**Data provided**
>>>

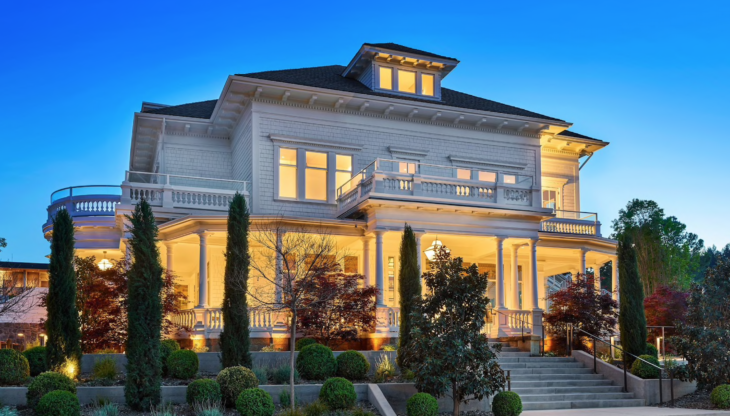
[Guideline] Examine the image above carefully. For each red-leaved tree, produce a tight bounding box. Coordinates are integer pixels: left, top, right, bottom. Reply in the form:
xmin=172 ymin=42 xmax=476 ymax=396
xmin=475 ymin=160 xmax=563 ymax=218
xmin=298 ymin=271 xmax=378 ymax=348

<<<
>>>

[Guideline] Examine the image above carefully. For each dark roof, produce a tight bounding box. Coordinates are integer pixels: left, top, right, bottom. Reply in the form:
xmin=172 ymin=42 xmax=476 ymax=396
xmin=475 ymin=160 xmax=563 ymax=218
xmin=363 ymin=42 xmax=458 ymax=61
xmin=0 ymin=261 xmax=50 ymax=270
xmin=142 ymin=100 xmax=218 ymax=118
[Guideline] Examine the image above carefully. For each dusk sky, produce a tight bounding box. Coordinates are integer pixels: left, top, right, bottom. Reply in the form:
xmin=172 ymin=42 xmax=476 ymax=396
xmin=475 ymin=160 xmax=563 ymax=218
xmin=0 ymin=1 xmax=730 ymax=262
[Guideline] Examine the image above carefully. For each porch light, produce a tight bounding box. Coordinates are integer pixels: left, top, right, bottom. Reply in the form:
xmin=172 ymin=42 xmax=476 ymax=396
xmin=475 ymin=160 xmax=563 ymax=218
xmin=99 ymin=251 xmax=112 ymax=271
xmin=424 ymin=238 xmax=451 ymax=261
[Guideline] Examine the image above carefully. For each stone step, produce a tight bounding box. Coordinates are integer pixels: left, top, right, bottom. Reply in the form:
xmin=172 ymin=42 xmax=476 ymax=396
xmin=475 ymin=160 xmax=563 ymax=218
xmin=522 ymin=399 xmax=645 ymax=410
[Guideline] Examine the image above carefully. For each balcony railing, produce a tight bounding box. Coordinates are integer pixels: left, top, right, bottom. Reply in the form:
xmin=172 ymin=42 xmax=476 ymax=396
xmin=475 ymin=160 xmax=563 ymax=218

<<<

Update everything from the line containing "For each red-leaved" down to the line containing "xmin=298 ymin=271 xmax=378 ymax=348" by swapping "red-leaved tree" for "maple tree" and changing nothing else. Return only those lines.

**Task answer**
[Guideline] Examine the image above carefully. For each maple tree, produce a tight bounding box. Coordinates are integer pixels: left, top, right, bottom. Reply in the form:
xmin=172 ymin=42 xmax=476 ymax=396
xmin=475 ymin=160 xmax=563 ymax=218
xmin=298 ymin=271 xmax=378 ymax=348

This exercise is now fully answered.